***** Fragmento del texto *****
El virus como mensajero

La segunda metáfora es la que concibe el virus como un mensajero. Sin duda, como un mensajero de la naturaleza. Para esta metáfora no interesa conocer el contenido específico o los detalles del mensaje. El mensaje se halla en la propia presencia del virus. Es un mensaje performativo. Es un mensaje pésimo porque consiste en la muerte o en la amenaza de muerte. Este mensaje cuestiona qué hacer con el mensajero. En la tradición oriental china había un acuerdo tácito entre las partes en guerra según el cual los mensajeros que fueran enviados por cada una de ellas irían desarmados y no correrían ningún riesgo personal. Ya en la tradición occidental, si nos remontamos al antiguo Egipto y la antigua Grecia, la historia de mensajeros asesinados por traer malas noticias es recurrente. Tan recurrente que «matar al mensajero» pasó a ser un topos cultural y una táctica política. En las Vidas paralelas de Plutarco se cuenta que Tigranes, perturbado por la noticia de que las fuerzas de Lúculo se acercaban amenazadoramente, mató al mensajero para calmar su ansiedad. En la obra Antonio y Cleopatra de Shakespeare, Cleopatra amenaza con arrancarle los ojos al mensajero que le trae la noticia de que Antonio se ha casado con Octavia, hermana de Octavio César. Este topos de «matar al mensajero» está bien presente en nuestros días. Basta con considerar el modo en que Julian Assange ha sido tratado (puede que sea más exacto decir asesinado lentamente) por haber traído tantos mensajes malos a los poderosos de nuestro mundo.
***** Datos enumerados *****
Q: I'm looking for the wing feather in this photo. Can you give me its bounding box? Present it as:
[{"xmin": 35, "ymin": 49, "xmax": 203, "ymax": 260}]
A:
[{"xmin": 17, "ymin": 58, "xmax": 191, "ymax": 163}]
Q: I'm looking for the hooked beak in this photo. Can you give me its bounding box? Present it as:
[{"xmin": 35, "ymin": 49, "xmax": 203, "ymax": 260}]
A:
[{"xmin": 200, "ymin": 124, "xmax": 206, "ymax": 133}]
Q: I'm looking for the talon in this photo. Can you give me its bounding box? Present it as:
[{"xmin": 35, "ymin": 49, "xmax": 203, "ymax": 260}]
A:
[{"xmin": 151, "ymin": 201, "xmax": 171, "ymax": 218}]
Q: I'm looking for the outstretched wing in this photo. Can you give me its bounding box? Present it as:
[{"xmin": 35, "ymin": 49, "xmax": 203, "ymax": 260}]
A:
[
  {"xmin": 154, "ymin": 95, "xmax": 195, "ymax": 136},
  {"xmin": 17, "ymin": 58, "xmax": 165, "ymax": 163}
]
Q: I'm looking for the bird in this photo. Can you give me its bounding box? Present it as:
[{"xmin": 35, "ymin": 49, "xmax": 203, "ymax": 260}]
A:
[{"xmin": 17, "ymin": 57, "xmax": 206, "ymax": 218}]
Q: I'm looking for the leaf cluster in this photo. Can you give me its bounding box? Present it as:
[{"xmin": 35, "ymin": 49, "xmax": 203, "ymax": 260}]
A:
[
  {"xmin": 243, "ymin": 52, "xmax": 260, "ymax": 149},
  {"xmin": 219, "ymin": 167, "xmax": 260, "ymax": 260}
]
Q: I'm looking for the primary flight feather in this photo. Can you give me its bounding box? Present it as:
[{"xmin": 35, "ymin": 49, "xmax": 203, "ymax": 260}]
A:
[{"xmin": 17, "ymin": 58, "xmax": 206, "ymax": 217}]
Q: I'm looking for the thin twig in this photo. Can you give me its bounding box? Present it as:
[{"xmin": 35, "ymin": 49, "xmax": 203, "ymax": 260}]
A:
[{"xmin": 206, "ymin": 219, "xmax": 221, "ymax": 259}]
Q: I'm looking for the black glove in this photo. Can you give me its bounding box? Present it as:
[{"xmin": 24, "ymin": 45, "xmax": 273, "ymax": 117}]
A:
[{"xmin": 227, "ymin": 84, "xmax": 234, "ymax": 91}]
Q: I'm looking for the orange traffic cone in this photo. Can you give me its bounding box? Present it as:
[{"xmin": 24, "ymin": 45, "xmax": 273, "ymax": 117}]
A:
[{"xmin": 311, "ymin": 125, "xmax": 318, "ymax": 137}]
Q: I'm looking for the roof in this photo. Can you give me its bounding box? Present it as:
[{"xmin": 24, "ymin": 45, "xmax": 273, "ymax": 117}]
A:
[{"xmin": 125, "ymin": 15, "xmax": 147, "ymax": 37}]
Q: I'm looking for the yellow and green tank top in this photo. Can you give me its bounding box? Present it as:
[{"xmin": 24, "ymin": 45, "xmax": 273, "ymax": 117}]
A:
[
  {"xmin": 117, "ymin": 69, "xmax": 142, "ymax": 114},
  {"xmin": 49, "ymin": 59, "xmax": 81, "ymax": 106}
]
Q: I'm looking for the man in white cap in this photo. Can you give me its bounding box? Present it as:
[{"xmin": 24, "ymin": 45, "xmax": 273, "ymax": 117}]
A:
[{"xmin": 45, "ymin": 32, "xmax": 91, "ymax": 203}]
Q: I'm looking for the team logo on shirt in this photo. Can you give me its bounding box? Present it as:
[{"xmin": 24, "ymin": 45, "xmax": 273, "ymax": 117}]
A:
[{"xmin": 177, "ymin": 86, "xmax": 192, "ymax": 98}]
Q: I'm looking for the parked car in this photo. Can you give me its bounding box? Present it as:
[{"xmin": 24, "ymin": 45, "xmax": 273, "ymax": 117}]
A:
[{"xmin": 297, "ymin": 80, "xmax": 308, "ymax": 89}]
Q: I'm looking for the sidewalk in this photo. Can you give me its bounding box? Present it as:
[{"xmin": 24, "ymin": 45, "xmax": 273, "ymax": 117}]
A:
*****
_Consigna del ejercicio_: Según el fragmento sobre el virus como mensajero, ¿qué acuerdo tácito había en la tradición oriental china entre las partes en guerra?

_Respuesta del ejercicio_: Los mensajeros enviados por cada una de las partes irían desarmados y no correrían ningún riesgo personal.